__Excerpt provided__.
# # # #

The panel was moderated by Harsha Vardhan, Founder & Group CEO, Med Achievers. Harsha started the conversation by asking about what kind of investment opportunities do the Chinese VCs see in terms of healthcare in India. From the data science point of view, what do you see from the medical devices, post investment perspective?
First on the panel to speak was Pan Song, Founding Partner, QiGoal Group. Prior to this position, he was a Managing Director of Fosun Group, the largest private conglomerate in China dedicated to becoming one of the premium investment groups in the world. He said, “Chinese investors want to bridge the gap between hospitals, infrastructure, equipment, making this economy more viable in terms of utilisation. The other investors besides me understand healthcare as an expert. We need to build technology that can support health care so that we can have quality care. We want to bring in IT services to facilitate the process of healthcare more accessible. The cost of healthcare is very high in India and it has a sizable population devoid of basic healthcare facilities, we want to make healthcare inclusive.”

# # # #

__Data section__.
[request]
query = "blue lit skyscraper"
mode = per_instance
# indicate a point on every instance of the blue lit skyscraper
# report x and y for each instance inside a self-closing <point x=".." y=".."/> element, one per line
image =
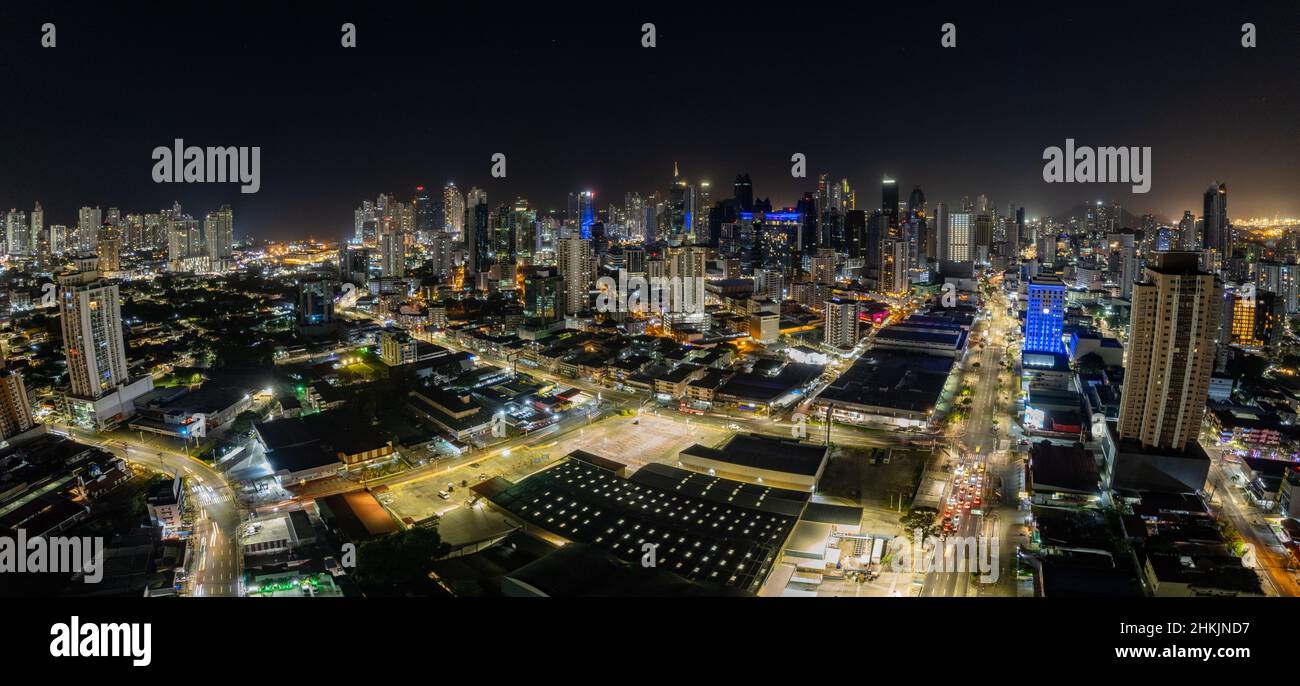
<point x="1045" y="316"/>
<point x="586" y="213"/>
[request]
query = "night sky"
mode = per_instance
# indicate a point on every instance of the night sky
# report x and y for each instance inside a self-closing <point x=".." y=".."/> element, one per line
<point x="567" y="92"/>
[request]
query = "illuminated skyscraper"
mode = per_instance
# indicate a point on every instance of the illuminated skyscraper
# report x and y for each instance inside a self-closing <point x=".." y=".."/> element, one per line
<point x="889" y="200"/>
<point x="1218" y="233"/>
<point x="91" y="317"/>
<point x="1170" y="356"/>
<point x="454" y="209"/>
<point x="14" y="407"/>
<point x="1044" y="316"/>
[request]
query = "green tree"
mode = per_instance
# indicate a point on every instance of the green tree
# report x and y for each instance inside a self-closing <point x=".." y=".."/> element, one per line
<point x="243" y="422"/>
<point x="919" y="519"/>
<point x="398" y="564"/>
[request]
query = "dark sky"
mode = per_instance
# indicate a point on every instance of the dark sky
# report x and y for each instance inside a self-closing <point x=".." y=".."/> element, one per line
<point x="567" y="92"/>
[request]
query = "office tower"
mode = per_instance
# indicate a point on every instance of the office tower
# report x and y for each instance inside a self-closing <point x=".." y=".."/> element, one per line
<point x="1127" y="270"/>
<point x="700" y="211"/>
<point x="479" y="246"/>
<point x="1010" y="237"/>
<point x="183" y="241"/>
<point x="1170" y="357"/>
<point x="957" y="237"/>
<point x="527" y="237"/>
<point x="219" y="235"/>
<point x="89" y="221"/>
<point x="1047" y="247"/>
<point x="108" y="248"/>
<point x="585" y="213"/>
<point x="577" y="268"/>
<point x="1188" y="238"/>
<point x="544" y="294"/>
<point x="360" y="216"/>
<point x="1044" y="315"/>
<point x="681" y="203"/>
<point x="1217" y="231"/>
<point x="687" y="268"/>
<point x="17" y="234"/>
<point x="895" y="266"/>
<point x="983" y="230"/>
<point x="425" y="213"/>
<point x="393" y="254"/>
<point x="91" y="318"/>
<point x="454" y="209"/>
<point x="742" y="189"/>
<point x="841" y="324"/>
<point x="889" y="200"/>
<point x="917" y="202"/>
<point x="1282" y="278"/>
<point x="57" y="239"/>
<point x="856" y="234"/>
<point x="14" y="407"/>
<point x="315" y="302"/>
<point x="823" y="265"/>
<point x="354" y="265"/>
<point x="770" y="283"/>
<point x="38" y="237"/>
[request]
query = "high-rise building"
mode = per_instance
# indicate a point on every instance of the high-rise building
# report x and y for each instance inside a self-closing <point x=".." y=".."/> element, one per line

# # # #

__Tasks to carry out__.
A – Answer these about the healthcare investment panel text:
(i) Who moderated the panel?
(ii) Who was the first panelist to speak?
(iii) What position did that panelist hold before becoming a founding partner?
B – Write the next part of the healthcare investment panel text, picking up after Pan Song's quoted remarks.
The lines are not needed for anything here.

__Results in order__.
A –
(i) Harsha Vardhan, Founder & Group CEO, Med Achievers
(ii) Pan Song, Founding Partner, QiGoal Group
(iii) Managing Director of Fosun Group

B –
Next in line was Tom Tang, Founding Partner, Snail Capital, he expressed his views on the investment opportunities in India & said, “We want to act choosy about whom we pick for investment in India. India is an economy of the size where we can scale up operation faster. Medical tourism is increasing in India hence more medical tools are required to connect people with specialists.”
Grace Wang, Founding Partner, Traxis Capital, she precisely shared her perspective & plans for the health sector in India. She said, “India and China share some similarity and differences in every sector. We are looking more for research and technology in healthcare. We are also interested in the medical and cosmetic industry. China is going the manufacturing way and deep research in tech, our hold is on R&D and in high-tech innovation.”
Interestingly, Sun Tzuohming Eric, President/ CEO, Beijing ARCDAT included how technology could serve as a catalyst in the whole process of driving change in the health sector. He said, “From the data science perspective, tremendous consumer data can be collected on the basis of which services can be moulded. I am not saying that new data need not be collected but I am saying that old data and government data can be a great help. There are some specific triggers in China and some others are specific for India like Diabetes, AIDS in medical. Old stock data needs to be analysed and community value needs to be derived for collaboration against causes like breast cancer and all.”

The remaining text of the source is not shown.